__Text section__

####

Cristinel Anastasoaie

Update: January 2011 Stability and Email Issues

Earlier this year we experienced a series of incidents that caused significant problems for a large number of customers. We had issues with our hosted email services followed by stability problems on our legacy Sydney data center.

In light of this, we are issuing a full month credit for all paid sites that were hosted on the legacy Sydney data center, and those that were using internally hosted email services.

To be more specific, the following sites will receive a full month credit:

  • All paid sites hosted on the AU data center that have been upgraded on or before January 31st
  • All paid sites using the internal Business Catalyst hosted mail service across all data centers, which have been upgraded on or before January 31st 2011

All customers that were affected by these incidents will receive an email announcing the full month of credit.

In addition, we have made some updates to the Partner Portal and site Admin Console, to help partners identify sites that have received the credit and also to help customers understand the period for which the credit has been applied. Thus, the site list in Partner Portal has been updated with a new “Credit” column:

The Partner Portal > Clients > Site details user interface has also been updated to include a notice about the credit:

We’ve updated the Site admin user interface to highlight the period for which the credit has been received:

To issue the full month of credit, we will skip a month of invoicing for websites with monthly billing, and simply postpone the invoice for one month for sites on annual billing. If your site is billed monthly, no invoice will be generated between 15 Apr and 15 May 2011. If your site is billed yearly, the next due invoice will be postponed by one month.

The updates are going to be rolled out in our next week release.

Since the series of incidents, we have managed to solve all email issues by shifting to an externally hosted email provider and migrating all sites from the legacy Sydney data center to a new location.

To prevent similar incidents on our other two legacy datacenters, we have accelerated the migration schedule for both legacy Europe (London) and North America (Ottawa) data centers and we plan to complete this in the first half of 2011.

Once again, we apologize for the inconvenience caused by these outages and thank you for your support. If you have any other questions, please submit a Support Request via your Partner Portal or reach us on Live Chat.

The Business Catalyst Team

View Comments

New Schedule For Sydney Datacenter Migration

We are continuing to experience intermittent issues on Adobe Business Catalyst's legacy Sydney datacenter. All dates/times in this post are in Australian Eastern Daylight Saving Time (+11GMT) We have systems engineers working on the issue. I know this is the 3rd business day in a row and it is really getting long in the tooth for Partners and site owners alike. Paul Gubbay, a VP of Engineering at Adobe will be posting on the blog shortly to share some of his thoughts on this very serious situation.

  • Issue: Business Catalyst services hosted on the legacy Sydney Primus Datacenter are exhibiting slow response times. Webpages for these sites were being served slowly in addition to customers reporting problems accessing Admin UI or transferring data through FTP. This is the 3rd business day in a row this has occurred.

####

__Listing__

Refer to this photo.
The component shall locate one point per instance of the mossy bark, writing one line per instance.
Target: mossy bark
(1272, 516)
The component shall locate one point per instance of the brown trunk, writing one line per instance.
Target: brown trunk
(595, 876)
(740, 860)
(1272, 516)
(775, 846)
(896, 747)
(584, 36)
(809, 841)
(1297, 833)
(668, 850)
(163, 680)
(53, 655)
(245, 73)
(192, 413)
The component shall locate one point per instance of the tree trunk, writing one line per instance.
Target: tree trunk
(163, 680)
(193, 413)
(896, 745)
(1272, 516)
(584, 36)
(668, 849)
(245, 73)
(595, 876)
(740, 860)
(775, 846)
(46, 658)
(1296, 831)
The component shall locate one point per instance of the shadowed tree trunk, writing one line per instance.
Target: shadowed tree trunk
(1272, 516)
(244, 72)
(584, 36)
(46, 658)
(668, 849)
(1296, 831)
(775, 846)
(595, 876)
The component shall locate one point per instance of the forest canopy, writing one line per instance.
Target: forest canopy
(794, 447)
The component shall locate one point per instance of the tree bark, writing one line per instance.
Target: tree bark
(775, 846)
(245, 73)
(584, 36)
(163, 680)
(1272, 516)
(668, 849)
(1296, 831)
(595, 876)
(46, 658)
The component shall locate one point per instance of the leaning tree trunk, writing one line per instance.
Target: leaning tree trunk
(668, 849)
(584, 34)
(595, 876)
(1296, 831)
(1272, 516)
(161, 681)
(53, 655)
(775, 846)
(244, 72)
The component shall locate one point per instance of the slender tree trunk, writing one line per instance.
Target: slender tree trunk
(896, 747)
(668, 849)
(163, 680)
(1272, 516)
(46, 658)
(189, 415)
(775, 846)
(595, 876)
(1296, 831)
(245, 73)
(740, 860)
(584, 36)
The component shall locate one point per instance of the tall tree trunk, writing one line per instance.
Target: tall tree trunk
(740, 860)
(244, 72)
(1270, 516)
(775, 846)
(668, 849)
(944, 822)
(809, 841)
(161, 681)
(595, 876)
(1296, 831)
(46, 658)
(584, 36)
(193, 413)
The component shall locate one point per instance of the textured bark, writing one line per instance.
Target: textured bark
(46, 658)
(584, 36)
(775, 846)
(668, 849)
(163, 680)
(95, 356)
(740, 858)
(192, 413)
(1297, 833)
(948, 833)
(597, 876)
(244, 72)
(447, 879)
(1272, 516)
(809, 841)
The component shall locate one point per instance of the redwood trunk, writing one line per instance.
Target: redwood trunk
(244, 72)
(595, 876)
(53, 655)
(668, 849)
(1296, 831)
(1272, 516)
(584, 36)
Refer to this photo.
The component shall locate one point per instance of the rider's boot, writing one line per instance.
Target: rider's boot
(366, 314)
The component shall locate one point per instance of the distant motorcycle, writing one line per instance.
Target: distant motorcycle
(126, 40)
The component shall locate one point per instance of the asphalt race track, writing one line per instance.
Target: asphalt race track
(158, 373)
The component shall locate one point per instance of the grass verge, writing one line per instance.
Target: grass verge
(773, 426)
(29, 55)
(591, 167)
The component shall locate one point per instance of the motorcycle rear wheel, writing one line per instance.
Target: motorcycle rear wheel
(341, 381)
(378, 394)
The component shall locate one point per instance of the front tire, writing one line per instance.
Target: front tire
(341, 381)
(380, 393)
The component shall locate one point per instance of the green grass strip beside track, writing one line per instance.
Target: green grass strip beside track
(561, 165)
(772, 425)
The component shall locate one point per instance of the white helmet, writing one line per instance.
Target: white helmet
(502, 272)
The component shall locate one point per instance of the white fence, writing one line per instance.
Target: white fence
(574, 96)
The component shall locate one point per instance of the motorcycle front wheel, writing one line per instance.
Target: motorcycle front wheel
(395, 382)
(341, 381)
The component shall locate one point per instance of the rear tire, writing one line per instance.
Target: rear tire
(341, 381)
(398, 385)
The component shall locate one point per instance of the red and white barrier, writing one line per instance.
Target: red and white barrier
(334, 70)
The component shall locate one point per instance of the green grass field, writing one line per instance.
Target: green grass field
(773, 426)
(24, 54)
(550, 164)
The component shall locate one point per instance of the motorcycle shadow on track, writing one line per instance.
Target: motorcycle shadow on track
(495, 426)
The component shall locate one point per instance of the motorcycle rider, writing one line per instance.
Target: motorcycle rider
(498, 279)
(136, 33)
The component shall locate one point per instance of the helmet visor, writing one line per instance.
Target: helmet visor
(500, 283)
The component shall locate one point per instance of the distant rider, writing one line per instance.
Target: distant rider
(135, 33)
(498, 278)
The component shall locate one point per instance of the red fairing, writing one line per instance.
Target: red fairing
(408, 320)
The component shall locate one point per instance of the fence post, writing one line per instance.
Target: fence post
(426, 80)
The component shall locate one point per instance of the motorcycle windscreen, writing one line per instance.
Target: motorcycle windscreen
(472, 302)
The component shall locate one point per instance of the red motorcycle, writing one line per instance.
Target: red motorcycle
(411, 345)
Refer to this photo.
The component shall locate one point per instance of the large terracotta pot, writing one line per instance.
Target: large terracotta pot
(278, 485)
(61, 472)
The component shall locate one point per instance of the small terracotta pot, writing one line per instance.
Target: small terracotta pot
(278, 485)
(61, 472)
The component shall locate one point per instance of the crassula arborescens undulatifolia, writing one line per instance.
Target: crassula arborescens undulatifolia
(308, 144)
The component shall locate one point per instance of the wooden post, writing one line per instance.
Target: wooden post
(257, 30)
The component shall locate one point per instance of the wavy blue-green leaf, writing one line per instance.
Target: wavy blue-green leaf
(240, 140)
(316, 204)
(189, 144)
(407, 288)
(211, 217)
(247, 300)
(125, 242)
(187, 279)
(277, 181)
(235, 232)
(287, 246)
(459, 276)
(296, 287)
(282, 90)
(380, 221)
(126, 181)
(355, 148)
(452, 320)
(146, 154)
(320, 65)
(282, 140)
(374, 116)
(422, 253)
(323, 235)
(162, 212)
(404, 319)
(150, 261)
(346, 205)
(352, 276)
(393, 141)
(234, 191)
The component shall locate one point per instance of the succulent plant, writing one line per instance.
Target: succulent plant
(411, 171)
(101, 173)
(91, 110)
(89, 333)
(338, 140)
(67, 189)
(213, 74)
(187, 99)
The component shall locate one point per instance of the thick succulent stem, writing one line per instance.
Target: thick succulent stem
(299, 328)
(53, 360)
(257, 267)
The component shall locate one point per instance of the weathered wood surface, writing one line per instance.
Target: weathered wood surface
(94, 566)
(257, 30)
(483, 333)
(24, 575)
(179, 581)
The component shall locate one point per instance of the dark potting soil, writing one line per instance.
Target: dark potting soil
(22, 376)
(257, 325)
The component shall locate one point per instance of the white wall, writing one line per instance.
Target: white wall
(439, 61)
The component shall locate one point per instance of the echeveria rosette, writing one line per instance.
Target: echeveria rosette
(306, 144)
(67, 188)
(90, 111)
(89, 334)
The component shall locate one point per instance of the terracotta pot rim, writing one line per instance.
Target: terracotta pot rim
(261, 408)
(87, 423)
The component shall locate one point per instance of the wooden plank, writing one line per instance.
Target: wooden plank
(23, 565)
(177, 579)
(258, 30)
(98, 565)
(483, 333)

####

Reproduce word for word the part of the notice on the January 2011 stability and email issues that opens with the words containing "Update: January 2011" and closes with "Sydney data center.". The records have nothing to do with what follows.

Update: January 2011 Stability and Email Issues

Earlier this year we experienced a series of incidents that caused significant problems for a large number of customers. We had issues with our hosted email services followed by stability problems on our legacy Sydney data center.